Instruction for the entries that follow: retype exactly the lines from the line with "x=279, y=24" to the line with "x=301, y=280", both included, and omit all others.

::: DATA PROVIDED

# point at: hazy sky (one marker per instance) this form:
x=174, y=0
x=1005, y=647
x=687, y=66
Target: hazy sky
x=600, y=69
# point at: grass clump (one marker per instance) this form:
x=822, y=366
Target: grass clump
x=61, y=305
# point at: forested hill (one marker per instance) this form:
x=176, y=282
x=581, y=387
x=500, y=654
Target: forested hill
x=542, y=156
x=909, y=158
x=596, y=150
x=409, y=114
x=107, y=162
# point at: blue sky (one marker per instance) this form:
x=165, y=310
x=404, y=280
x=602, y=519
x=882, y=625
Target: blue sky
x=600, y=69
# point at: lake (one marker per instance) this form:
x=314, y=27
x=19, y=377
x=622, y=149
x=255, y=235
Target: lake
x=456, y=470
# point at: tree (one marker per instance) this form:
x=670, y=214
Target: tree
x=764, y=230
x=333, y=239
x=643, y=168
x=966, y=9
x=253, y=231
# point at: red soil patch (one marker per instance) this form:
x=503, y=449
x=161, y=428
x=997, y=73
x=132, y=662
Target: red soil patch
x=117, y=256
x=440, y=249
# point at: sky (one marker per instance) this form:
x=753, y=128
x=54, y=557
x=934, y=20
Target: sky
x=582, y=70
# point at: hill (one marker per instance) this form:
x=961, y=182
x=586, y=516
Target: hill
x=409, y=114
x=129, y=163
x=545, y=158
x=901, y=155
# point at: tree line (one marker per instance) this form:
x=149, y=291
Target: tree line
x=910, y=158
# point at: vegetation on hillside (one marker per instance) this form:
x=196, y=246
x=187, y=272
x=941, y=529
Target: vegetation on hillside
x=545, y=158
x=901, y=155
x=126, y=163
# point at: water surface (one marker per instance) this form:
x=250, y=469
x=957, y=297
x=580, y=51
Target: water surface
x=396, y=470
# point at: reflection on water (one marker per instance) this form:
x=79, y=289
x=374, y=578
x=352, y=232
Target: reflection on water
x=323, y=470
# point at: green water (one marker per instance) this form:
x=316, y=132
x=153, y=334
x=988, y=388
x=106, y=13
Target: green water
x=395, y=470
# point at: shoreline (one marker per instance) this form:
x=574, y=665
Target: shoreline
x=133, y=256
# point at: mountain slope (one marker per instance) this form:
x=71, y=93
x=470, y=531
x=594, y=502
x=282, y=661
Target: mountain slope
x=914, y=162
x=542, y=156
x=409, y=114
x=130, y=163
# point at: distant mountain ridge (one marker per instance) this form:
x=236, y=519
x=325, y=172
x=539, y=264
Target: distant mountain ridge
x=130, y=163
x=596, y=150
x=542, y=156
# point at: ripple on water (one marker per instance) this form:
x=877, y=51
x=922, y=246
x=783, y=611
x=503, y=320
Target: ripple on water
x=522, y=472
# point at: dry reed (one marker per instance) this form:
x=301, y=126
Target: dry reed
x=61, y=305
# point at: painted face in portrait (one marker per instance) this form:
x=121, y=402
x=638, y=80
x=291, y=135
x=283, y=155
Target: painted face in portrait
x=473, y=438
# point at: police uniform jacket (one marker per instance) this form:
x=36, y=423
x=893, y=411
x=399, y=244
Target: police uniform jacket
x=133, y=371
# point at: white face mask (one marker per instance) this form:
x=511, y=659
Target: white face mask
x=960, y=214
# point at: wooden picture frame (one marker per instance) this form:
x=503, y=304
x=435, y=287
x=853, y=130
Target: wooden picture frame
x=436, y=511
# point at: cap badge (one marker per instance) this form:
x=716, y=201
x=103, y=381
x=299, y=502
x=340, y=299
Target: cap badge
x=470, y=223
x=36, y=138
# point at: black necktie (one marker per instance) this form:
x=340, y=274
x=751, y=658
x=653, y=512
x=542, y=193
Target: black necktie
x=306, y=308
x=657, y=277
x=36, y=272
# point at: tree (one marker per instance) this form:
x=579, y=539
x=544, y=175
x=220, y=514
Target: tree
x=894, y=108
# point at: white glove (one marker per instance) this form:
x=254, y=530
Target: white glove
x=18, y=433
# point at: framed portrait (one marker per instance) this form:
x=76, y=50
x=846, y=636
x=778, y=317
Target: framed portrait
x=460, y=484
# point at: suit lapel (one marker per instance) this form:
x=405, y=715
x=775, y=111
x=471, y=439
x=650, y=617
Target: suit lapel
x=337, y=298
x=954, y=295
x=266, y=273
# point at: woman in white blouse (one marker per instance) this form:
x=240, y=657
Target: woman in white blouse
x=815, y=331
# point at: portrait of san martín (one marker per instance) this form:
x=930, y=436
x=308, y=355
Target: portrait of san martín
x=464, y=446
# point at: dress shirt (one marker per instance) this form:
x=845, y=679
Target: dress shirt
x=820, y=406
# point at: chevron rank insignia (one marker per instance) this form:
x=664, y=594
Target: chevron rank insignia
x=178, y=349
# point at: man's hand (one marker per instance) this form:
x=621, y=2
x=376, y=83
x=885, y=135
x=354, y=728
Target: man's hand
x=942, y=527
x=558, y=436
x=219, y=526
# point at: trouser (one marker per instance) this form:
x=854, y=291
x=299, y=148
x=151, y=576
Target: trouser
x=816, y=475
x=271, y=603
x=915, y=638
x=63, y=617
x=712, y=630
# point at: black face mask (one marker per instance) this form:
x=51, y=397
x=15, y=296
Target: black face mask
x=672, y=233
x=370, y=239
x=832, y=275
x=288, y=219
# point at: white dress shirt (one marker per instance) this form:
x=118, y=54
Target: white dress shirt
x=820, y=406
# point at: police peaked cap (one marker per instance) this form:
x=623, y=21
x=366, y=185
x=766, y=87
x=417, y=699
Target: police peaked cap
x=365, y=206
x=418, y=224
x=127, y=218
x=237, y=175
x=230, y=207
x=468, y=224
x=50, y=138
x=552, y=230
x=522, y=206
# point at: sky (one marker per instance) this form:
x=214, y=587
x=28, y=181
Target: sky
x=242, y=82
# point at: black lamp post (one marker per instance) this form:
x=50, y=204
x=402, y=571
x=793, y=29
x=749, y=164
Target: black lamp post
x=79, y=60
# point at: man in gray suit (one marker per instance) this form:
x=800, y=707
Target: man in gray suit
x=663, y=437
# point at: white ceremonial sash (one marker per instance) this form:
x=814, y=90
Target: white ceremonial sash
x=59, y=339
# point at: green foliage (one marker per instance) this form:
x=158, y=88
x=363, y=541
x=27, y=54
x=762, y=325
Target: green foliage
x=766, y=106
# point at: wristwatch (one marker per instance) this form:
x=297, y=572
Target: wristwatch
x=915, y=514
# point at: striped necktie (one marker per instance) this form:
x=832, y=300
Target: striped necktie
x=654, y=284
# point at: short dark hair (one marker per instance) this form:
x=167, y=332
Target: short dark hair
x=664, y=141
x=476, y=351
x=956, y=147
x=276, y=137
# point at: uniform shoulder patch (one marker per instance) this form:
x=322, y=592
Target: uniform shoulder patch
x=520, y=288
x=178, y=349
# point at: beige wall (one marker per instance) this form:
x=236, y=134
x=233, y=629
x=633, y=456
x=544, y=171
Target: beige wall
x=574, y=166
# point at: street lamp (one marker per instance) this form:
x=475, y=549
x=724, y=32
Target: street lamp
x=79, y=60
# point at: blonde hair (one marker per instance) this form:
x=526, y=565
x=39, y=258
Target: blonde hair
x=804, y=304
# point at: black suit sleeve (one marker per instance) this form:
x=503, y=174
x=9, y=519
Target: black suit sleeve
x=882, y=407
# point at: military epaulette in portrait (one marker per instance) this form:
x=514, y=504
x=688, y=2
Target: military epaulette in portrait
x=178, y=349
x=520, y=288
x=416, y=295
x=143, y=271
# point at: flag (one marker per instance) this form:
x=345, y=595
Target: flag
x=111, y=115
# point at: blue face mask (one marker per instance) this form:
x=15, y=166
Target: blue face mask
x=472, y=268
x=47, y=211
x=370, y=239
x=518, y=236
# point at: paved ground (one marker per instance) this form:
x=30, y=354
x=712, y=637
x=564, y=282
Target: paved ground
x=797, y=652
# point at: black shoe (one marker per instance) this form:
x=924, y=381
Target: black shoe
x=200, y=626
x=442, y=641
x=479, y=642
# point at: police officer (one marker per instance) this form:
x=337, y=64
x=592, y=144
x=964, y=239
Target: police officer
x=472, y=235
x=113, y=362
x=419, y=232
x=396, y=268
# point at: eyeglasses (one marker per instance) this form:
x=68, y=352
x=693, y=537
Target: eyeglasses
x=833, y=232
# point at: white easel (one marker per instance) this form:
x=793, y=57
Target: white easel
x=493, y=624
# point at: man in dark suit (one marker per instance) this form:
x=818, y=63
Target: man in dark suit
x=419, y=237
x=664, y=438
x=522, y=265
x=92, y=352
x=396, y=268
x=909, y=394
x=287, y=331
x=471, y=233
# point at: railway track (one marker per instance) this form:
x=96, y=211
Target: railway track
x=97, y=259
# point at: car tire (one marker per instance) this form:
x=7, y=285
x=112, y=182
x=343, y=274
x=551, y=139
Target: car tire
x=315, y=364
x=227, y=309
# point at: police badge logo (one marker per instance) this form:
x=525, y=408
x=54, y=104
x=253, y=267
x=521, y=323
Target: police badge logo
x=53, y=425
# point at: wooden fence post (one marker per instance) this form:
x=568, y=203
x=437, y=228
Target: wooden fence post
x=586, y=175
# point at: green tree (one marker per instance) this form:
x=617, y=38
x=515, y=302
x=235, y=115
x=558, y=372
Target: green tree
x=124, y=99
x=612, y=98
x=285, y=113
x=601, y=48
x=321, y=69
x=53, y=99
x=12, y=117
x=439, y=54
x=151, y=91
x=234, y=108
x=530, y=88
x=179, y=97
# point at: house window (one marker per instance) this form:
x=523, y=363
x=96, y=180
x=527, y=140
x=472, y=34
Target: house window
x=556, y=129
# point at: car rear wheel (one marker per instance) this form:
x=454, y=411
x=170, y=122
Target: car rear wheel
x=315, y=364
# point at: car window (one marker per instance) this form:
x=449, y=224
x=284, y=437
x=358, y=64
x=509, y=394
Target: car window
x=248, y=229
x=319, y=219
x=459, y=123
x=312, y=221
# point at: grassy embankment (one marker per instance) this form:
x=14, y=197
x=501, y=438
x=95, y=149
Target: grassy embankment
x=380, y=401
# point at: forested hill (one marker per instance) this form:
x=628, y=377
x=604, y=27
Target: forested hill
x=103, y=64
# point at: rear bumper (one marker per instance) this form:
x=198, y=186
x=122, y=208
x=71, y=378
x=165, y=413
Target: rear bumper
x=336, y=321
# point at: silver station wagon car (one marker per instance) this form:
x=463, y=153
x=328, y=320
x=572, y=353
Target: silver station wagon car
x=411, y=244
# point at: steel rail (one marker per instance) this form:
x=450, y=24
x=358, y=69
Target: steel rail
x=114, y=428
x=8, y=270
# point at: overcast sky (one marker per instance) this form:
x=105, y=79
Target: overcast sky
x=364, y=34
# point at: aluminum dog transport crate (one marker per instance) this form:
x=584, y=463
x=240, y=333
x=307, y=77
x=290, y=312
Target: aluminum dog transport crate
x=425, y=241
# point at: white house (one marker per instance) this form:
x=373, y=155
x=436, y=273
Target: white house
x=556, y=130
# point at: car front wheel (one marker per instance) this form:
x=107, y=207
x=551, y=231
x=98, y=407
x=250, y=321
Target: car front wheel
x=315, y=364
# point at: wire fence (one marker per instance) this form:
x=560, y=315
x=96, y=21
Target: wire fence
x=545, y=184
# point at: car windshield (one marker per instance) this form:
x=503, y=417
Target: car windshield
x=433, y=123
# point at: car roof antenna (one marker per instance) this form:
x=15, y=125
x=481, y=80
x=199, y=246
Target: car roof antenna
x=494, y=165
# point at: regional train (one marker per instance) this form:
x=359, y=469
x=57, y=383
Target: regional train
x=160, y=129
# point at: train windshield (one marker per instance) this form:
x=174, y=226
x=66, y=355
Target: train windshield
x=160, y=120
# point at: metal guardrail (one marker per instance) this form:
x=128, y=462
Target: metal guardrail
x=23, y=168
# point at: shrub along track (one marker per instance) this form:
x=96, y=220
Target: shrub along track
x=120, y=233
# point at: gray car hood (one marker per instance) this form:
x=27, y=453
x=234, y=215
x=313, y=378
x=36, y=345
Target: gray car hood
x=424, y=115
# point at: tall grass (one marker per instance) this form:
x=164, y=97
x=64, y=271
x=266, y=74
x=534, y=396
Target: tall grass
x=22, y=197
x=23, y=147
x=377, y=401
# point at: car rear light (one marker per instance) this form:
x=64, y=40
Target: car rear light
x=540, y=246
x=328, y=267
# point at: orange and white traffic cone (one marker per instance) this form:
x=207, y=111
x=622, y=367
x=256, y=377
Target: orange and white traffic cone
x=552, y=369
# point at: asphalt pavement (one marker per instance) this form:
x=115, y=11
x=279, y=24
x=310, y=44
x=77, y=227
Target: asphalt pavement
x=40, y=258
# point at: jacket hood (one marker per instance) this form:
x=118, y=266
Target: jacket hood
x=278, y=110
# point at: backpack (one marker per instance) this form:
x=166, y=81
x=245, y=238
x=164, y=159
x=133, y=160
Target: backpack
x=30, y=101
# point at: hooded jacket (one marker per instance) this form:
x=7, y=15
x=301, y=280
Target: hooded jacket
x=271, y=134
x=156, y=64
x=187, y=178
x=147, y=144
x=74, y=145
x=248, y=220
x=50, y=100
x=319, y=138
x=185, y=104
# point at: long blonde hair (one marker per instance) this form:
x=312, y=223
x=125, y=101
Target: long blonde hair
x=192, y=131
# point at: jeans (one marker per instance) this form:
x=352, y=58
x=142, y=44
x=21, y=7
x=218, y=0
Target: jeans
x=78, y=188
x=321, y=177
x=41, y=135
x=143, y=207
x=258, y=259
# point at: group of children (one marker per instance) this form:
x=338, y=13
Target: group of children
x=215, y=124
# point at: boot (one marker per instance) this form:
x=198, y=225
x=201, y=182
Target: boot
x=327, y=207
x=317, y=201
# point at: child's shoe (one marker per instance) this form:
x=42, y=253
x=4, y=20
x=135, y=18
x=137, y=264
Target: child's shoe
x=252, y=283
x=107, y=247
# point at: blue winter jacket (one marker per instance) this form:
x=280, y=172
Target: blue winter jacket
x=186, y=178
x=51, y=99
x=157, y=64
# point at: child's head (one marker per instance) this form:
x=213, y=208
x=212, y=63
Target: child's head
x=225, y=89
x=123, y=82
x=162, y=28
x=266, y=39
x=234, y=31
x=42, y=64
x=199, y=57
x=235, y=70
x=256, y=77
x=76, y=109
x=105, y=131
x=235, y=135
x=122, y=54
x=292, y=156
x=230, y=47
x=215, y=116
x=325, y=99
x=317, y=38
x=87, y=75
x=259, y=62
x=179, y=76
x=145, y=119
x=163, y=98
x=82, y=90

::::::

EXPECTED ANSWER:
x=279, y=24
x=310, y=44
x=77, y=227
Target: asphalt pavement
x=40, y=258
# point at: jacket hood (one marker per instance) this form:
x=118, y=266
Target: jacket hood
x=278, y=110
# point at: backpack (one marker per instance) this form:
x=166, y=81
x=245, y=238
x=164, y=159
x=133, y=160
Target: backpack
x=30, y=101
# point at: hooded jacket (one marker per instance) this form:
x=7, y=15
x=301, y=280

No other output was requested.